**Given text:**
In 2007 TRECVID began exploring new data (cultural, news magazine, documentary, and education programming) and an additional, new task - video rushes summarization. In 2008 that work continued with the exception that the shot boundary detection task was retired and copy detection and surveillance event detection were added.

TRECVID 2009 will test systems on the following tasks:

surveillance event detection
high-level feature extraction
search (interactive, manually-assisted, and/or fully automatic)
content-based copy detection

Changes to be noted by 2008 participants:

For the feature and search tasks:
- There will be an optional high-precision (at 10) condition in the search task.
- The number of search topics will be 24
- Training category B has been merged into A; b has been merged into a so that the main distinction is whether training data specific to Sound and Vision video has been used or not.
- A text-only run is no longer required. There is sufficient evidence for the advantage of using visual information over just text when dealing with the Sound and Vision video. Participants may however still be interested in search runs that begin with only the textual part of the query.
For the copy detection task:
- Runs on video-only and video+audio queries will be required; runs on audio-only queries will be optional.

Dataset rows
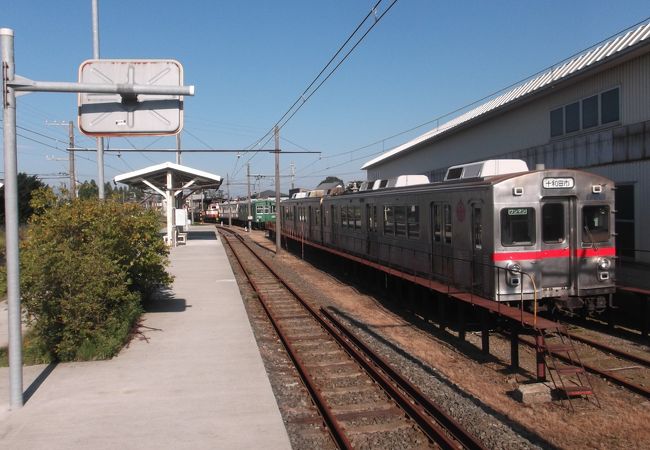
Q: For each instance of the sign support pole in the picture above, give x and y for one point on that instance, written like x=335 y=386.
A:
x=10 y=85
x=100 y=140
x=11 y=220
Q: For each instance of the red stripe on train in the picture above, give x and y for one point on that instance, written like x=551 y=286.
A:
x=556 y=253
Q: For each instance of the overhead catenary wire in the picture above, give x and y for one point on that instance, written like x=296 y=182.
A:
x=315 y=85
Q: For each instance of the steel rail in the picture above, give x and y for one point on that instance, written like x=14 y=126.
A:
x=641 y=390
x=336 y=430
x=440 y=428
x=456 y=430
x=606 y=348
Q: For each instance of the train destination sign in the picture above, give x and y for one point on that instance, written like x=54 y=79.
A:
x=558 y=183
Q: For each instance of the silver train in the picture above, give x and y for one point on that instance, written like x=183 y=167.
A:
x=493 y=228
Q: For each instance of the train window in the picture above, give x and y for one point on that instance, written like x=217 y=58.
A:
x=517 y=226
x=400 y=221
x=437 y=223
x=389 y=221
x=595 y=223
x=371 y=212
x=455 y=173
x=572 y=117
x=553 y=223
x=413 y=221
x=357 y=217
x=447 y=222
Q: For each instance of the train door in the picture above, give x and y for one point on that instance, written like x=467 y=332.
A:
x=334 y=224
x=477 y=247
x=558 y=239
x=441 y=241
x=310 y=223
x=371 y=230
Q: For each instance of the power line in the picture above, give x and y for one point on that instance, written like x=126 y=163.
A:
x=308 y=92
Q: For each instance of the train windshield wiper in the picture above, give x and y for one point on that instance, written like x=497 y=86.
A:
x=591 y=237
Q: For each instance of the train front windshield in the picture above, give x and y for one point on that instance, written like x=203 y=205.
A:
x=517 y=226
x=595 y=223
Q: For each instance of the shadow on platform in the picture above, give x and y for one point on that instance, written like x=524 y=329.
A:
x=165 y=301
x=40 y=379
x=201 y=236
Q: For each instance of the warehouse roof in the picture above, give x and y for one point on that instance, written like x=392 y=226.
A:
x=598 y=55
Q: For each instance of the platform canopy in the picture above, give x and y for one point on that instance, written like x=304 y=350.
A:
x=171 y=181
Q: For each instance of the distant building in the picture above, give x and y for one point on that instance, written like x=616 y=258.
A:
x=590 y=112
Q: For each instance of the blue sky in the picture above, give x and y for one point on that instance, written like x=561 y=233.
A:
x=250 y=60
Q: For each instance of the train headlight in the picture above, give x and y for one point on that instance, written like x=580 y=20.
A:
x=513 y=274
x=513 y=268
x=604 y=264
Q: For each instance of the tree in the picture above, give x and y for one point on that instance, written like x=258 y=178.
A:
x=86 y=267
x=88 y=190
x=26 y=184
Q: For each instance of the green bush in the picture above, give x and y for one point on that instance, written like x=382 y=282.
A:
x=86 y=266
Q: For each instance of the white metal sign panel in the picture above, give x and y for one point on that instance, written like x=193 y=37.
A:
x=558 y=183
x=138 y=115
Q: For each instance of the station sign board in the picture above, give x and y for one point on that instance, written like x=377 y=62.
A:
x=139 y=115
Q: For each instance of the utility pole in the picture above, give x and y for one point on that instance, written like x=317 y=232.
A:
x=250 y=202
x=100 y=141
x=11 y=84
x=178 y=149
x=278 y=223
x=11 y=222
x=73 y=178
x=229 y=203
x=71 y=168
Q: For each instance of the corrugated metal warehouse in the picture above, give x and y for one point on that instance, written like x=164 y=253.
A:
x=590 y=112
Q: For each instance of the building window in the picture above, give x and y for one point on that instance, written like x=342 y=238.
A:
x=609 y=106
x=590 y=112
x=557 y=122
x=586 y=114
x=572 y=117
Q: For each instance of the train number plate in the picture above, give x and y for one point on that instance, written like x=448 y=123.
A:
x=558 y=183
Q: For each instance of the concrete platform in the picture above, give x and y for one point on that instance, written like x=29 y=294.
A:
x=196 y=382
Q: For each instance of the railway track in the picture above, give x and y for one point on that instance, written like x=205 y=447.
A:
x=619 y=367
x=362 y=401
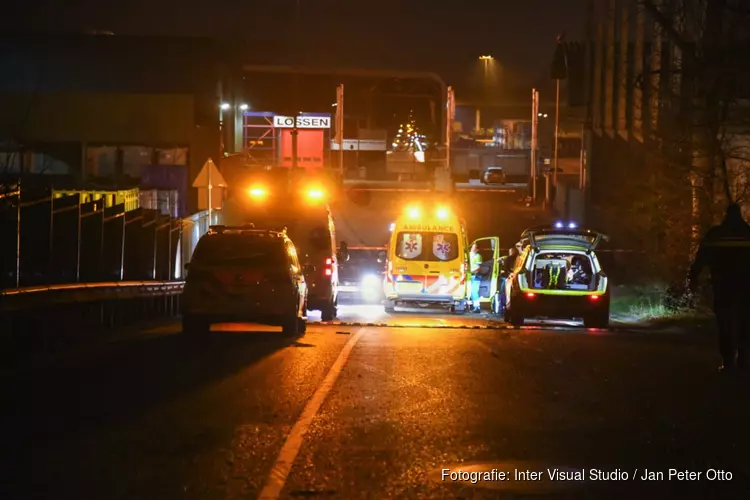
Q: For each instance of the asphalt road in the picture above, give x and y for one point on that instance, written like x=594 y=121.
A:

**What to work on:**
a – In the TRECVID text, how many search topics will the search task have?
b – Copy out the stretch of the dataset rows from the line containing "Q: For each instance of the green" through the end of the records, leaving out any pictures.
The text about TRECVID and the dataset rows have no connection to each other.

**Task-by-task outputs:**
a – 24

b –
Q: For each instance of the green bush in the picture above, give x and y for one point on that instance, written like x=382 y=282.
A:
x=86 y=266
Q: For each instance of the white metal sign panel in the picture above, give x and y for one point on that instance, written like x=193 y=37.
A:
x=558 y=183
x=138 y=115
Q: For each instance of the station sign board in the picture above, give x and y for one point on that instance, written like x=377 y=62.
A:
x=139 y=115
Q: For each instance of the utility pole in the picture above, give x and y for one point on that instance, written like x=317 y=232.
A:
x=250 y=202
x=100 y=141
x=11 y=84
x=178 y=149
x=278 y=223
x=11 y=222
x=73 y=178
x=229 y=203
x=71 y=168
Q: For each instance of the corrugated metal warehouse in the picture above, give x and y for one point on that instance, written like x=164 y=253.
A:
x=590 y=112
Q: For each instance of the building window in the picture above, give x and y for one point on that instance, written like x=342 y=238.
A:
x=609 y=106
x=590 y=112
x=557 y=122
x=586 y=114
x=572 y=117
Q: For each instance of the train number plate in the picture above, give x and y for one point on that instance, written like x=448 y=123.
A:
x=558 y=183
Q: For each instance of the concrete platform in the picture above, give x and y for one point on that instance, written like x=29 y=294.
A:
x=196 y=382
Q: For each instance of the railway track in the picture above, give x and y for one point on that instance, written like x=205 y=447.
A:
x=619 y=367
x=362 y=401
Q: For each instance of the asphalt road in the picture above, give x and y for one point on that instance, written like x=594 y=121.
A:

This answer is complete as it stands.